Written task:
Output, word for word, every line from the line with "the boy's arm." through the final line of the data below.
==============================
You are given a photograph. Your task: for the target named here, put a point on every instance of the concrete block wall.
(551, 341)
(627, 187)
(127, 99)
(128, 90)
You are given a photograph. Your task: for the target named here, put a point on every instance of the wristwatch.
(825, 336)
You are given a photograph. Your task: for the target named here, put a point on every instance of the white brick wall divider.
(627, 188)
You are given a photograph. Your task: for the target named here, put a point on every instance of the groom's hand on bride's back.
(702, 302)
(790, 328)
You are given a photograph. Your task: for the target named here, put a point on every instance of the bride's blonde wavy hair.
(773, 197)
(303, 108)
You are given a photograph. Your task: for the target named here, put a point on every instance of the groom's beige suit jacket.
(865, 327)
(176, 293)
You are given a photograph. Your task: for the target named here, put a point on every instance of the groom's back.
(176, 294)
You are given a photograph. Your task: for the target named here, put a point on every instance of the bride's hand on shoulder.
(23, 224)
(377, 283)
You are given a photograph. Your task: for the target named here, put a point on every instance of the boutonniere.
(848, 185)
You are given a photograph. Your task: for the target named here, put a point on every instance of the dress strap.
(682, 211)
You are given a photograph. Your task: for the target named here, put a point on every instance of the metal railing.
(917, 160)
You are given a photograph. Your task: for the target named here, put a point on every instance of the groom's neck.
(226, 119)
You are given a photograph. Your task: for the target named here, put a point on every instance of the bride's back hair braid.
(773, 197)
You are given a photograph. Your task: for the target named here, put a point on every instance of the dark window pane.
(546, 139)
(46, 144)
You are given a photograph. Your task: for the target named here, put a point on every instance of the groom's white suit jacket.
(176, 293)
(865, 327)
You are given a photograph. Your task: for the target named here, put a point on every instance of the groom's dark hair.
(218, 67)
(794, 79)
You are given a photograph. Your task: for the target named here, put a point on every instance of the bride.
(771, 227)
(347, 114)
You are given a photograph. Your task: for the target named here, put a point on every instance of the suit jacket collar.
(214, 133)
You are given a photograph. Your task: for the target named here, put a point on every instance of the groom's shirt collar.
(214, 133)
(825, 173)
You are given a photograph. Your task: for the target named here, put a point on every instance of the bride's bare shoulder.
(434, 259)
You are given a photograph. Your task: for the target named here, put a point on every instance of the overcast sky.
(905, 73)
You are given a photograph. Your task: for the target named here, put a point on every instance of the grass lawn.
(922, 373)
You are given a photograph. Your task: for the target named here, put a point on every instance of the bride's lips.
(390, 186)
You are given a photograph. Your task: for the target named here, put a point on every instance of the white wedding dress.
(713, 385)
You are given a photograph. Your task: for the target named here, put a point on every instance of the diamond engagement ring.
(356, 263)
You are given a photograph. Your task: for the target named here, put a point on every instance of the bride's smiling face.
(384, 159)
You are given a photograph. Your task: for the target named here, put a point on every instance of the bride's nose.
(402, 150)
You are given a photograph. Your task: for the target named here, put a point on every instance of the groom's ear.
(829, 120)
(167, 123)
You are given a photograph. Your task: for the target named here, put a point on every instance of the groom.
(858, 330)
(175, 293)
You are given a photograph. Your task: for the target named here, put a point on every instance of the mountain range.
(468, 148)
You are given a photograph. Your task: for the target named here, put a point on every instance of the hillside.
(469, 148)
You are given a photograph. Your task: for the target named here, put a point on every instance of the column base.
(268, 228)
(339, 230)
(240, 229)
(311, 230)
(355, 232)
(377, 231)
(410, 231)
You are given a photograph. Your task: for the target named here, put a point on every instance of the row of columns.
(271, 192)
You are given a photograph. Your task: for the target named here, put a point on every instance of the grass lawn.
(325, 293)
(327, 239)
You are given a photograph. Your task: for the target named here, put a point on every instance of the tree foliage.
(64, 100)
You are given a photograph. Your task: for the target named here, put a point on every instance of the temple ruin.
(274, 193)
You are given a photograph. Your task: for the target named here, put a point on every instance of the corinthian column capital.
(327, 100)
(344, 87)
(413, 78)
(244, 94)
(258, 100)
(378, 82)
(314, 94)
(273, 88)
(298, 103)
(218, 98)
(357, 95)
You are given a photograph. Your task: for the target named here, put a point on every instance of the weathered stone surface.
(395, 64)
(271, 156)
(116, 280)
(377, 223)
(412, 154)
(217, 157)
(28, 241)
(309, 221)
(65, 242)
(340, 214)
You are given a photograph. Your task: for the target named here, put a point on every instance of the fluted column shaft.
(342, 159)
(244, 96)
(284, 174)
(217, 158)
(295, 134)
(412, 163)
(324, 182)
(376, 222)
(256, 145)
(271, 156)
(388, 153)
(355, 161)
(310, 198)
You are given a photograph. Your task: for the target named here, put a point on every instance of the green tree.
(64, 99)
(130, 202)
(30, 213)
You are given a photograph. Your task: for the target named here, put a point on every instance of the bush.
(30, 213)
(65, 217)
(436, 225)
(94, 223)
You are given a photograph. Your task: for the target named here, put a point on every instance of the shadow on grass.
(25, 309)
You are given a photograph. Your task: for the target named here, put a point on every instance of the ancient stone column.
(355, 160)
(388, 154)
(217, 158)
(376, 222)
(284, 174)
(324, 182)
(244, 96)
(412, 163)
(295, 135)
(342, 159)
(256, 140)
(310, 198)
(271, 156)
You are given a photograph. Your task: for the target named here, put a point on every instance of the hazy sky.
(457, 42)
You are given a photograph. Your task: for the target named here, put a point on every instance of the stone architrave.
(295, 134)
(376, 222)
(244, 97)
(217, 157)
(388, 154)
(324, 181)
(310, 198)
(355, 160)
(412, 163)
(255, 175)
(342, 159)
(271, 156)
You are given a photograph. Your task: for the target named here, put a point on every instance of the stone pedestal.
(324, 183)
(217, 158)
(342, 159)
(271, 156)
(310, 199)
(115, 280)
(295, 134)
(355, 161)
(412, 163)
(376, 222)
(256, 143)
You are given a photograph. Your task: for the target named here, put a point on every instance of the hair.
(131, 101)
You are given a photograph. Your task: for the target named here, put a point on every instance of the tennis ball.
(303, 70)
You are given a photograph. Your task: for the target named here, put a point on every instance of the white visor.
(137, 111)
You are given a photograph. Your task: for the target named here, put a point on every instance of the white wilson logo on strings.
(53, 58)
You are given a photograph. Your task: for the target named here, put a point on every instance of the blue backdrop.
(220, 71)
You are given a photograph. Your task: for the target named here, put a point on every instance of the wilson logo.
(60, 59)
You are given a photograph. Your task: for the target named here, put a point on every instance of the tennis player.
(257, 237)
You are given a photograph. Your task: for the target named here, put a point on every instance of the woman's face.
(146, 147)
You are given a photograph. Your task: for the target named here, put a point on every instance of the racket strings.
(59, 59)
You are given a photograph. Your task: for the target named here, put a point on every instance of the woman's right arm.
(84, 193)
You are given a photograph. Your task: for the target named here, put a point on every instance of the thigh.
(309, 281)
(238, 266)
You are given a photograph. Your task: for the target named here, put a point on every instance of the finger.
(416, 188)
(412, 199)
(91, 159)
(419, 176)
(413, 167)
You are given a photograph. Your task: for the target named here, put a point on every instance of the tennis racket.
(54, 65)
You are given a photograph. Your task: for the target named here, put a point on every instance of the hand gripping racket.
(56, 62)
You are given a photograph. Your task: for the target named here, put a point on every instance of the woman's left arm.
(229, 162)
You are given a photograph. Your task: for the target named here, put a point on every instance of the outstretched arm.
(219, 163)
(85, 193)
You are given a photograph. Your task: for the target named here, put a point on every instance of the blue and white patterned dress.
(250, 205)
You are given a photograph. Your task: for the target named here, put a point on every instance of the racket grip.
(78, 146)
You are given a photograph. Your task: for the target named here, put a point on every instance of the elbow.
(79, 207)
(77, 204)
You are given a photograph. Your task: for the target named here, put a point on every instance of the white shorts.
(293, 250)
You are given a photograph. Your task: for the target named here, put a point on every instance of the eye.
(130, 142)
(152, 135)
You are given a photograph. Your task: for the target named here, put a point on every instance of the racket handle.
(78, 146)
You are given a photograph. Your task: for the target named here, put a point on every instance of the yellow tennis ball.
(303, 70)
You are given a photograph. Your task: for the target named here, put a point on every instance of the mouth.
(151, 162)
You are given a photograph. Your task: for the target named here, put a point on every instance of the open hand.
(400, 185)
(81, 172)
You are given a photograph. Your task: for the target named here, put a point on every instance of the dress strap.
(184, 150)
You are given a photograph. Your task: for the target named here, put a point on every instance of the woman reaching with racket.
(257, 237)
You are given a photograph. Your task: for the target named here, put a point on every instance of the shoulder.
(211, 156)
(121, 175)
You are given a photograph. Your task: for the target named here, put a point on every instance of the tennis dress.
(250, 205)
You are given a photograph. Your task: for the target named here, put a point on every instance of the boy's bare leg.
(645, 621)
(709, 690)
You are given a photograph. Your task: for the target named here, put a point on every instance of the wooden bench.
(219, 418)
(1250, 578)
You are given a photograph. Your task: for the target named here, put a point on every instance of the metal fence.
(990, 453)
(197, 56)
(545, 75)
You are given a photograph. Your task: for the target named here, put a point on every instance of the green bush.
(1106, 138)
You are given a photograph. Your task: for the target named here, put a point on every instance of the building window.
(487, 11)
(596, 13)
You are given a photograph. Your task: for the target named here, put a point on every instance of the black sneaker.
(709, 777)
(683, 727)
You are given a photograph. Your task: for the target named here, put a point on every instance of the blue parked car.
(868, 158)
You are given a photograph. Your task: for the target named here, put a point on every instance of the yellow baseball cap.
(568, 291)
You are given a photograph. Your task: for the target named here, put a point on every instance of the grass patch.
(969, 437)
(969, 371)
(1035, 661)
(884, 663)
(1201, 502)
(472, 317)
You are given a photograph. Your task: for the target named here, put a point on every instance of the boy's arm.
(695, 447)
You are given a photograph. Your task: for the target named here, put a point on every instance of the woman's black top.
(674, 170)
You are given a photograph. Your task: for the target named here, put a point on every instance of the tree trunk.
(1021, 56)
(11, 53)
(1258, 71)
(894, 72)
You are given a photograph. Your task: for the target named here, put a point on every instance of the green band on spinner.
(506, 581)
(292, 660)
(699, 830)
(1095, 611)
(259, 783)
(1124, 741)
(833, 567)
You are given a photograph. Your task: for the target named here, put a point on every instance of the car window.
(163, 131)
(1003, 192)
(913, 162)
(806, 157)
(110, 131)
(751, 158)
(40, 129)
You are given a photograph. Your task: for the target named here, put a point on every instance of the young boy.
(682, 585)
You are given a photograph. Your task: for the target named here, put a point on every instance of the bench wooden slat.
==============================
Task solution:
You are given a photograph. Your task: for the target named here, put a point on every instance of the boy's arm.
(695, 447)
You are given a photograph. Your task: for the target named here, put a point on every instance of the woman's black top.
(674, 170)
You are given a photograph. Your task: for the target named here, put a point on every instance of the tree trunk.
(1021, 56)
(11, 53)
(1258, 71)
(894, 72)
You are given a photograph. Your task: for the target named here, put a point on every instance of the green band on spinner.
(506, 581)
(292, 660)
(699, 830)
(1095, 611)
(259, 783)
(1124, 741)
(833, 567)
You are given a photograph. Your task: for the target named here, put a point on every instance of the car window.
(163, 131)
(1003, 192)
(913, 162)
(806, 157)
(110, 131)
(751, 158)
(40, 129)
You are given a photograph. Your task: for the target named here, put a point on every instance of the young boy.
(682, 585)
You are given a photograph. Your task: for the target named here, put a point on every instance of the bench wooden slat.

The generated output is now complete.